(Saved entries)

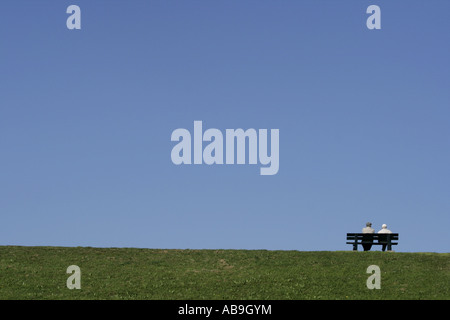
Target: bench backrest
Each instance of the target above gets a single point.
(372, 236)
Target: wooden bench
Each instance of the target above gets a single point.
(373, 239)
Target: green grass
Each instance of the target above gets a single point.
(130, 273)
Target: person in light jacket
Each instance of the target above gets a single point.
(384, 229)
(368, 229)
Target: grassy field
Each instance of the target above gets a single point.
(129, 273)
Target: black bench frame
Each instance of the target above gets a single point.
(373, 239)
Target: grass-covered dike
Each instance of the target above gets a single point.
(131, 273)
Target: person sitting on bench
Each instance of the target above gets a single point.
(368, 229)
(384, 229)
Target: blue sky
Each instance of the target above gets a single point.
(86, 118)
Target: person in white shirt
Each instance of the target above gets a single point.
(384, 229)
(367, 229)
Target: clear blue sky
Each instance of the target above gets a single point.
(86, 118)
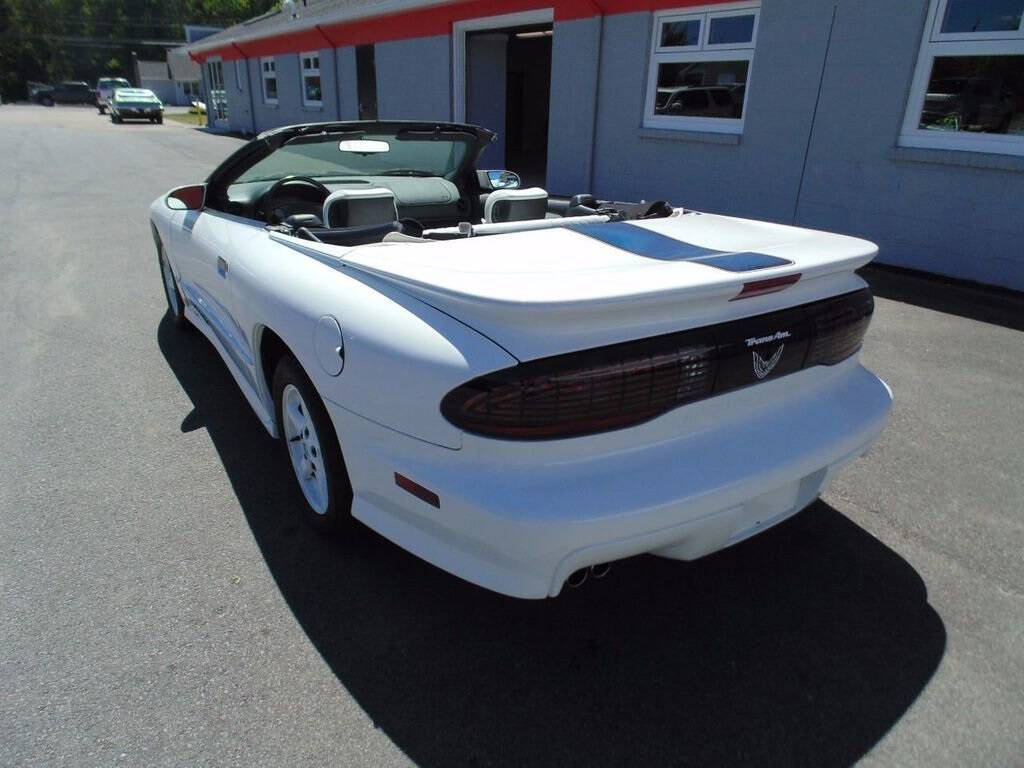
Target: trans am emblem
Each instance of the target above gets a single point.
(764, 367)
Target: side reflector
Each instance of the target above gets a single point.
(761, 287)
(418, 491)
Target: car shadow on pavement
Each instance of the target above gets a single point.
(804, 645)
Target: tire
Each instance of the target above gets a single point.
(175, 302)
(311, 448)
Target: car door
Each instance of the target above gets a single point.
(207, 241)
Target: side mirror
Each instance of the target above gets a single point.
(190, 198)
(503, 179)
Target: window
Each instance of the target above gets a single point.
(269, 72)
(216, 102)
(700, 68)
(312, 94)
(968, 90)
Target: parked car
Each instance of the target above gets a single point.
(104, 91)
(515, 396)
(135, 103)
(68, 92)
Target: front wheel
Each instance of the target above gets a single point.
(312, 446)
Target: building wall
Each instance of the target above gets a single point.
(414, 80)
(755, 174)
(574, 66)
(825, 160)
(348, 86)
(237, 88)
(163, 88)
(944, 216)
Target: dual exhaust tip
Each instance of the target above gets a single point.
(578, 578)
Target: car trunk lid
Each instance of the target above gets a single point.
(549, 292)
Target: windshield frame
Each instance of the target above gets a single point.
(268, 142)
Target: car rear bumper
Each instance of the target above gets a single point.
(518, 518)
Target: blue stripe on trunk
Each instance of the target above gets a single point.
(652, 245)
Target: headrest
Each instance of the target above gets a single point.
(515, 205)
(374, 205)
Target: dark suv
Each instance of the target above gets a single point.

## Description of the task:
Using the data above, return each line that includes the word "bench".

## Answer to the problem:
Target: bench backrest
Target: wooden bench
Target: black bench frame
Target: person sitting on bench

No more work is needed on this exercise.